*Teks yang Diberikan*.
########################################
Blak-blakan Anak Buah Luhut Soal Rencana RI Pensiunkan PLTU

Emir Yanwardhana, CNBC Indonesia
02 July 2021 11:25
Perjalanan PLN Pensiunkan PLTU Batu Bara
Foto: Infografis/ Perjalanan PLN Pensiunkan PLTU Batu Bara/Edward Ricardo

Jakarta, CNBC Indonesia - Pemerintah berencana menghentikan penggunaan Pembangkit Listrik Tenaga Uap (PLTU) batu bara yang tidak efisien. Hal ini dilakukan dalam upaya penurunan emisi karbon dan bisa mencapai target Indonesia nol emisi pada 2060.

Deputi Bidang Koordinasi Investasi dan Pertambangan Kementerian Koordinator Bidang Kemaritiman dan Investasi Septian Hario Seto membeberkan strategi penghentian PLTU batu bara.

Dia menegaskan, akan ada proses transisi dan dipastikan tidak mengganggu pasokan listrik kepada masyarakat dan bisnis batu bara masih bisa tetap berjalan.

"Kita targetkan untuk transisi ini smooth, kita tidak mau ada disrupsi yang signifikan. Kita pastikan suplai listrik dalam negeri juga stabil," kata Seto dalam program Energy Corner CNBC Indonesia, Kamis (1/7/2021).

"PLTU yang akan dipensiunkan itu yang efisiensinya rendah, menggunakan teknologi lama, utilisasi rendah, itu yang kita targetkan," tambahnya.

Seto menjelaskan, proses transisi yang dilakukan juga masih membutuhkan waktu. Menurutnya, bukan berarti semua PLTU batu bara langsung dihentikan dan digantikan oleh pembangkit listrik berbasis energi baru terbarukan.
########################################
*Soal Latihan*. Salin kembali bagian teks tentang rencana pensiun PLTU dari "Emir Yanwardhana, CNBC" hingga "bisa tetap berjalan.", tetapi ganti "masyarakat" dengan "warga".
########################################
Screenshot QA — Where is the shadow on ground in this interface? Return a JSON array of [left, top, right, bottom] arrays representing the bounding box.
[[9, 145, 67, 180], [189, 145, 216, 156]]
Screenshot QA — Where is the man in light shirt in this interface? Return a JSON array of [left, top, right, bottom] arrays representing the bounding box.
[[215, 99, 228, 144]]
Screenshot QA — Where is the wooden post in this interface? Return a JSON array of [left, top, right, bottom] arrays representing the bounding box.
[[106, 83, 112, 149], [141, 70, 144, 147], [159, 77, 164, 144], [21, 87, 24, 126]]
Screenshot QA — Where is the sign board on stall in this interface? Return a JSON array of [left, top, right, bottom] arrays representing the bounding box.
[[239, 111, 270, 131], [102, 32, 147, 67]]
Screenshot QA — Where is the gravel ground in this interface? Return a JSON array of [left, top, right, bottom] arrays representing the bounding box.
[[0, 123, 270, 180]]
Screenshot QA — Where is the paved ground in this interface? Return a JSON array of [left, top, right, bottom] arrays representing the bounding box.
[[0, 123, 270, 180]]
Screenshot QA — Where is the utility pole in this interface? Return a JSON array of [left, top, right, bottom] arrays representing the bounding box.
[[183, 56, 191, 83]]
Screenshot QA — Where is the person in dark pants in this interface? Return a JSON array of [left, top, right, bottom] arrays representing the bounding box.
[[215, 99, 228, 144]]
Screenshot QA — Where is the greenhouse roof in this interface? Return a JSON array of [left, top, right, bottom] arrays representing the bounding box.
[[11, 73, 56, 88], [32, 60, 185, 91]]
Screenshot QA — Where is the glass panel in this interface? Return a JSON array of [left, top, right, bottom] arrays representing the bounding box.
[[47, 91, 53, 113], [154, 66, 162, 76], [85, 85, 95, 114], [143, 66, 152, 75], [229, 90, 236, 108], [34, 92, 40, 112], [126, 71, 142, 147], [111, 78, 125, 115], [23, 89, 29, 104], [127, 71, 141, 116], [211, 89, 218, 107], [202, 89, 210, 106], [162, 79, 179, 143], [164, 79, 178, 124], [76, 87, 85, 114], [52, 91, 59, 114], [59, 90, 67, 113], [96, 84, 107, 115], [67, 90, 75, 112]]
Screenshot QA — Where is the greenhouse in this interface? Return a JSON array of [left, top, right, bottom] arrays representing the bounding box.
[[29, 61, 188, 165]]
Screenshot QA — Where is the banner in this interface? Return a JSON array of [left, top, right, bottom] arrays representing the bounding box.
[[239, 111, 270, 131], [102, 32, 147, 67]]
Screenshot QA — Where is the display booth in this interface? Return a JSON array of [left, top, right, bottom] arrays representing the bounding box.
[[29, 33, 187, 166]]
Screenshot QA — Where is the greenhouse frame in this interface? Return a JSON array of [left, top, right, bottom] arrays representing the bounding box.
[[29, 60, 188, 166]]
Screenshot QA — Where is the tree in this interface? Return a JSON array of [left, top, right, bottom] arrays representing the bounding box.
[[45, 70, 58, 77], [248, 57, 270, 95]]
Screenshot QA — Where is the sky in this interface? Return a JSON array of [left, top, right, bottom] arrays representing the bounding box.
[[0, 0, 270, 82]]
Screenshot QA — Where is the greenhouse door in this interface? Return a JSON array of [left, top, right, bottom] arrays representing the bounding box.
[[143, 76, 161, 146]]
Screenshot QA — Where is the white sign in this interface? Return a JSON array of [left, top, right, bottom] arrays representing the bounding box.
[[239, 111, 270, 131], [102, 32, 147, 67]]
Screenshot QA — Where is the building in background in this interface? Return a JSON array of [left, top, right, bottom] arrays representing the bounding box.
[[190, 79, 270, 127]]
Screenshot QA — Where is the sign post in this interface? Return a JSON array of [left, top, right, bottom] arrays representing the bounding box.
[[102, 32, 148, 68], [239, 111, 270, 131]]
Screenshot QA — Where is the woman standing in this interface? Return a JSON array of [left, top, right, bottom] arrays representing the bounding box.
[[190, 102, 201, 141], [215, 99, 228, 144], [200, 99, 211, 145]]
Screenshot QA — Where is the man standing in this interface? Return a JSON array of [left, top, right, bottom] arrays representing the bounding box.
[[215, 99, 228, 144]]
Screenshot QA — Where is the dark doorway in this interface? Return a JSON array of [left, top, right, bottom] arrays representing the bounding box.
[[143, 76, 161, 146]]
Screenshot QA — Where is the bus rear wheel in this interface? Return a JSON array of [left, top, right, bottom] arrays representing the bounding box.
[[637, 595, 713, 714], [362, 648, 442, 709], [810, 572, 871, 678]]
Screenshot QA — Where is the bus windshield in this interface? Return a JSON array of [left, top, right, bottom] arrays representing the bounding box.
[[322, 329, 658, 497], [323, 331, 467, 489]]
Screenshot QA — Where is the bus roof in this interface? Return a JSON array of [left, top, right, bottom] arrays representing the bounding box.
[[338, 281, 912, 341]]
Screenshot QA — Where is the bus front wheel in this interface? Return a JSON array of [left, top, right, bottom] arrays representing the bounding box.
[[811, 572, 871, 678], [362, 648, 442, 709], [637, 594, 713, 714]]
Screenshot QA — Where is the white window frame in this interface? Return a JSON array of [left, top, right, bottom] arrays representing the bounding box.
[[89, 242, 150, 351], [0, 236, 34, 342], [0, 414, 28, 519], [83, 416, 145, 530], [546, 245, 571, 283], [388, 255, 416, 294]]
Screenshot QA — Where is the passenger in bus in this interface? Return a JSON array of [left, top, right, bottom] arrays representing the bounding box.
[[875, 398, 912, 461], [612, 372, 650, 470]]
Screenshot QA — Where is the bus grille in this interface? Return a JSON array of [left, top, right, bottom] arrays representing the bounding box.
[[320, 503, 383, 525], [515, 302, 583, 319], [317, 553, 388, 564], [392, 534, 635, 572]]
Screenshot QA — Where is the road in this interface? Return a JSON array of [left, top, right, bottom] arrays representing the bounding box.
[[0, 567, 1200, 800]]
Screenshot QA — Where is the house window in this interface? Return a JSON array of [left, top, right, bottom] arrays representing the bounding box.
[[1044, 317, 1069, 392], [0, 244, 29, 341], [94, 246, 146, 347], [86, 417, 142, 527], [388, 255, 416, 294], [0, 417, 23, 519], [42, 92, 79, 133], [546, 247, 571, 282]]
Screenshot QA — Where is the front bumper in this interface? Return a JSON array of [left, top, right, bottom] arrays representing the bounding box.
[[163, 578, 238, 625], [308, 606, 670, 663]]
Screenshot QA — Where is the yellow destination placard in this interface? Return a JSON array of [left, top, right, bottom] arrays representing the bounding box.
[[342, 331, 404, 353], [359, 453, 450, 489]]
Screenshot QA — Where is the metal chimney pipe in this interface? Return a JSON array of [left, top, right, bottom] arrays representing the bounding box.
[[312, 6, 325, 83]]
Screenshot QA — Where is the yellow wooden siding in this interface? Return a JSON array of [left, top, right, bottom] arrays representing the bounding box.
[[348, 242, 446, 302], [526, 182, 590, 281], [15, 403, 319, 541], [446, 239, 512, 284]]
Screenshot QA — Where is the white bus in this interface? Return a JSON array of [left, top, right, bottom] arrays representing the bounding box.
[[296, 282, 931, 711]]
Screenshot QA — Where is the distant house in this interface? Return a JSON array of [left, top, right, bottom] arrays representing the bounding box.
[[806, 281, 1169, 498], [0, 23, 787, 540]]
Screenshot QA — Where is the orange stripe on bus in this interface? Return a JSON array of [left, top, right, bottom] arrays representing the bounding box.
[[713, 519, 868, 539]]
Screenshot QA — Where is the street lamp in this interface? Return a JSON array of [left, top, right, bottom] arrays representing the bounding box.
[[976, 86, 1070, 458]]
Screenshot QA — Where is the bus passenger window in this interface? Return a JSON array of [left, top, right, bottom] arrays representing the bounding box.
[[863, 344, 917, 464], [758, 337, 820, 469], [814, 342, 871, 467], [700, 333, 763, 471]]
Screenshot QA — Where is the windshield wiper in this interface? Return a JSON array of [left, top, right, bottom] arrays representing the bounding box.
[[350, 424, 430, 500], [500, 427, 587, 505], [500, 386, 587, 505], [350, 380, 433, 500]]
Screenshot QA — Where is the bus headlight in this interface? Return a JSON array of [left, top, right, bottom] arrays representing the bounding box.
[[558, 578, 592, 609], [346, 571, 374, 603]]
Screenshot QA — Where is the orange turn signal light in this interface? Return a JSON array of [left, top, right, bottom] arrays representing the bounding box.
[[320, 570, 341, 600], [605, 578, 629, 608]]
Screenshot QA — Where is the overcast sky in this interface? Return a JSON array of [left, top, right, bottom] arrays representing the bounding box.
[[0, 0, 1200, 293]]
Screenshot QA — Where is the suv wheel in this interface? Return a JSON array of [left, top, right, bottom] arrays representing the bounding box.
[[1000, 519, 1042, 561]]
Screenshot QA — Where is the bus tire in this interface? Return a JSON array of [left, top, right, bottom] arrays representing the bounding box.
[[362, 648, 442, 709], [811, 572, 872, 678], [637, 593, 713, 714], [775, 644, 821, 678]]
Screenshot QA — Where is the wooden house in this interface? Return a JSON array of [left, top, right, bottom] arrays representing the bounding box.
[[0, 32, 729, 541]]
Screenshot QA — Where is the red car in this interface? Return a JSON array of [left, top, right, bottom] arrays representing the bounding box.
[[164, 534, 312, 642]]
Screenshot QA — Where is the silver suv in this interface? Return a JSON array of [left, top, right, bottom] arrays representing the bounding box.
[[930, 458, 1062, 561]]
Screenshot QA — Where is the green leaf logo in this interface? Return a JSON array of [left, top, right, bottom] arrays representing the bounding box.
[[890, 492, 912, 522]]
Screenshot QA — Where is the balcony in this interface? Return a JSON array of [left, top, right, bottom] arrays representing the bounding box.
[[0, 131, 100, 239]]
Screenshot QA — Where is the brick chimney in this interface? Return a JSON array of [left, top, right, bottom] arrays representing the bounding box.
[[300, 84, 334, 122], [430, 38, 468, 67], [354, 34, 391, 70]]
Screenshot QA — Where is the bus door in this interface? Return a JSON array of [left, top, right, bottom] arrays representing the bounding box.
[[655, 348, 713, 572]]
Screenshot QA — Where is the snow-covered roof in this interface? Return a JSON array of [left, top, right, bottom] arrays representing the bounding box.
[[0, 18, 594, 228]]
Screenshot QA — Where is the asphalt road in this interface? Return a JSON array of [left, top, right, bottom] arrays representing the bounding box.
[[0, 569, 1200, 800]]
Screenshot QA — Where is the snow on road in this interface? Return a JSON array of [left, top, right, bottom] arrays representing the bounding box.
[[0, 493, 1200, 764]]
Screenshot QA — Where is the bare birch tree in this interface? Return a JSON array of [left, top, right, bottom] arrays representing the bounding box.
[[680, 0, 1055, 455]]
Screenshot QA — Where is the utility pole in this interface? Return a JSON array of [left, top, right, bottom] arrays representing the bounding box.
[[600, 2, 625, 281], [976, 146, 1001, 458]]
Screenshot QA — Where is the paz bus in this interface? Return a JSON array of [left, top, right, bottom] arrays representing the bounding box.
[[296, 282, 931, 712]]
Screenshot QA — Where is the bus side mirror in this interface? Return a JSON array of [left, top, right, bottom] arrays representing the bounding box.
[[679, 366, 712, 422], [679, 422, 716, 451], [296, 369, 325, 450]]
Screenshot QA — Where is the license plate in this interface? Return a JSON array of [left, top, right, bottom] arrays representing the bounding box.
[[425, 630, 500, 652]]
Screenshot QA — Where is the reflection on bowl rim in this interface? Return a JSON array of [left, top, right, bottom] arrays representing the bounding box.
########################################
*Jawaban Lengkap*.
Emir Yanwardhana, CNBC Indonesia
02 July 2021 11:25
Perjalanan PLN Pensiunkan PLTU Batu Bara
Foto: Infografis/ Perjalanan PLN Pensiunkan PLTU Batu Bara/Edward Ricardo

Jakarta, CNBC Indonesia - Pemerintah berencana menghentikan penggunaan Pembangkit Listrik Tenaga Uap (PLTU) batu bara yang tidak efisien. Hal ini dilakukan dalam upaya penurunan emisi karbon dan bisa mencapai target Indonesia nol emisi pada 2060.

Deputi Bidang Koordinasi Investasi dan Pertambangan Kementerian Koordinator Bidang Kemaritiman dan Investasi Septian Hario Seto membeberkan strategi penghentian PLTU batu bara.

Dia menegaskan, akan ada proses transisi dan dipastikan tidak mengganggu pasokan listrik kepada warga dan bisnis batu bara masih bisa tetap berjalan.